++++ 記事抜粋 ++++

デビュー25周年を迎え初のベスト・アルバムをリリース。その発売を記念して開催された、6年ぶりとなる全国ツアーのさいたまスーパーアリーナ公演から音響システムに迫る
2024年4月、自身初のオールタイム・ベスト・アルバム『SCIENCE FICTION』をリリースした宇多田ヒカル。誰もが知る名曲の数々を収録する本作は、新たにレコーディング/ミックスされた楽曲も多く、時代を超越した作品と言っても過言ではないだろう。リリースを記念して7月13日から9月1日まで行われたツアー『SCIENCE FICTION TOUR 2024』は、日本の全国各地だけでなく、台北、香港においても多くの観客を魅了した。本稿では、当ツアーのPAエンジニアを務めたアンドリュー・ウィリアムソンへのインタビューを中心に、7月24日にさいたまスーパーアリーナで行われた公演に潜入したレポートをお届けする。
DATE:2024年7月24日(水)
PLACE:さいたまスーパーアリーナ
PHOTO:岸田哲平(ライブ)、小原啓樹(機材)
アーティストに合わせてスピーカー・システムを選択
これまでに、ジェシー・J、ビービー・レクサ、ジョナス・ブラザーズなどのライブPAを行ってきたというスコットランド出身のウィリアムソン。今夏のツアーで宇多田のライブに関わるようになったきっかけから聞いていこう。
「僕とヒカルの共通の友人、ミックス・エンジニアのスティーヴ・フィッツモーリスがヒカルのライブを手掛ける人間を探していて、声をかけてくれたんだ。素晴らしい話だと思ったよ。スコットランド人が日本人アーティストと仕事をするなんて滅多にないことだからね」

++++ 提供資料 ++++

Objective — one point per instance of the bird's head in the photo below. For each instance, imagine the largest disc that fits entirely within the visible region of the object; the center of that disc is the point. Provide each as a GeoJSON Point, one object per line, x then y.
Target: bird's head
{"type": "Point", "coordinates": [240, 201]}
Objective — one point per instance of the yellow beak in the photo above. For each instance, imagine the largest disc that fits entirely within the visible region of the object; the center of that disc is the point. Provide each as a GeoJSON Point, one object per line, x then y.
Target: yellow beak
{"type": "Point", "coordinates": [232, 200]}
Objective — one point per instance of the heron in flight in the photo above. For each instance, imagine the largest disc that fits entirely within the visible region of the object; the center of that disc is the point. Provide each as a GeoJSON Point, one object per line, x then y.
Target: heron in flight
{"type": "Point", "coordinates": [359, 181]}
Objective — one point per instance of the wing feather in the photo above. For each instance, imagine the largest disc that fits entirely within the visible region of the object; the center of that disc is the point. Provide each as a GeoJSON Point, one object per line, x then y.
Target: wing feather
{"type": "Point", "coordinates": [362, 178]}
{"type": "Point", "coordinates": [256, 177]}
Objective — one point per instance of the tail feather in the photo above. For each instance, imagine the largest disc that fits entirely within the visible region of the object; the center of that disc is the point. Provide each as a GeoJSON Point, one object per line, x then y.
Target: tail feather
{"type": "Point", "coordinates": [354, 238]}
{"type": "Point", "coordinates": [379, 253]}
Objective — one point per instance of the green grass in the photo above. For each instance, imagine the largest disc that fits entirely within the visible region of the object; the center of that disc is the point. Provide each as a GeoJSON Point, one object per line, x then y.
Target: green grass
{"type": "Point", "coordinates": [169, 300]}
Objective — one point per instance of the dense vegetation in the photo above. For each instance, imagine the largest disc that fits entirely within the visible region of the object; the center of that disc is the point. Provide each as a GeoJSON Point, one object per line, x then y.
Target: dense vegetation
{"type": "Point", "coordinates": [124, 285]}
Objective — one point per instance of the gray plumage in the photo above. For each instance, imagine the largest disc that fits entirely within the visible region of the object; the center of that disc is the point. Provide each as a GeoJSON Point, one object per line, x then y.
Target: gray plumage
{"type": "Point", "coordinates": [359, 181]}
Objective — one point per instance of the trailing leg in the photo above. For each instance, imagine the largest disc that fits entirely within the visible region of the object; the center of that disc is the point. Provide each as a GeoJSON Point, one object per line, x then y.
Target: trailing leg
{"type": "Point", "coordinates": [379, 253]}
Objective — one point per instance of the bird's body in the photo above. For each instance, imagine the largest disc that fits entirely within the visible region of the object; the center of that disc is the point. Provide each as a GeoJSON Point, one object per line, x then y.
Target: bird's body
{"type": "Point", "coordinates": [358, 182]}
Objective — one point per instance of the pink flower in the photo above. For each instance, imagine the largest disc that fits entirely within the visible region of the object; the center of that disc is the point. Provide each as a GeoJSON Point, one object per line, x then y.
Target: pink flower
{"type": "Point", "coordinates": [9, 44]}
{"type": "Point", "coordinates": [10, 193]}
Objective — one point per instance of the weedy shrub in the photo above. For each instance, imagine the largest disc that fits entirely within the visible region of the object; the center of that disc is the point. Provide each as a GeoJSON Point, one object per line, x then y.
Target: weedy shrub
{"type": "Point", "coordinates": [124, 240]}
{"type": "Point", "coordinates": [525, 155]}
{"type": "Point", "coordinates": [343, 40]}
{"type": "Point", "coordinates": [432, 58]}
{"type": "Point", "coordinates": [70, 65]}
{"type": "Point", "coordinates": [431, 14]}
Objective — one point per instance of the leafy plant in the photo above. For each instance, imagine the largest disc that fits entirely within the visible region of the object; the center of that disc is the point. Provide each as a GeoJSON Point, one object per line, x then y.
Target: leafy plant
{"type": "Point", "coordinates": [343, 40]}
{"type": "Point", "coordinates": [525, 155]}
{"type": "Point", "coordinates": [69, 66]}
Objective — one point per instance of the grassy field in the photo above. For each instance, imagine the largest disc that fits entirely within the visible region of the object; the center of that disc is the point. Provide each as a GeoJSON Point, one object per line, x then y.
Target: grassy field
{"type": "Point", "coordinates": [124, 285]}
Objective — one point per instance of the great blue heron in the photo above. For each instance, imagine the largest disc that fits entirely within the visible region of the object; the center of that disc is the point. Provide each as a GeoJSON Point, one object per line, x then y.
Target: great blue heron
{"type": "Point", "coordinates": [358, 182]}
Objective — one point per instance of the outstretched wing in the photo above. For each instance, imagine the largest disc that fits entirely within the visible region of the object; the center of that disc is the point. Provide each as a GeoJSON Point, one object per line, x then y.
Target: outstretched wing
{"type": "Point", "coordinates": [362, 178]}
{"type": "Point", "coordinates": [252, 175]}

++++

- **課題一覧**:
a. 記事のうち「デビュー25周年を迎え初のベ」から「DATE:2024年7月24日(水)」までを、一字も変えずに書き写してもらえますか。
b. エントリの中で文字列「field」を含む行を、一つ残らず示してもらえますか。大文字と小文字は区別してください。

- **課題の回答**:
a.
デビュー25周年を迎え初のベスト・アルバムをリリース。その発売を記念して開催された、6年ぶりとなる全国ツアーのさいたまスーパーアリーナ公演から音響システムに迫る
2024年4月、自身初のオールタイム・ベスト・アルバム『SCIENCE FICTION』をリリースした宇多田ヒカル。誰もが知る名曲の数々を収録する本作は、新たにレコーディング/ミックスされた楽曲も多く、時代を超越した作品と言っても過言ではないだろう。リリースを記念して7月13日から9月1日まで行われたツアー『SCIENCE FICTION TOUR 2024』は、日本の全国各地だけでなく、台北、香港においても多くの観客を魅了した。本稿では、当ツアーのPAエンジニアを務めたアンドリュー・ウィリアムソンへのインタビューを中心に、7月24日にさいたまスーパーアリーナで行われた公演に潜入したレポートをお届けする。
DATE:2024年7月24日(水)

b.
Objective — one point per instance of the grassy field in the photo above. For each instance, imagine the largest disc that fits entirely within the visible region of the object; the center of that disc is the point. Provide each as a GeoJSON Point, one object per line, x then y.
Target: grassy field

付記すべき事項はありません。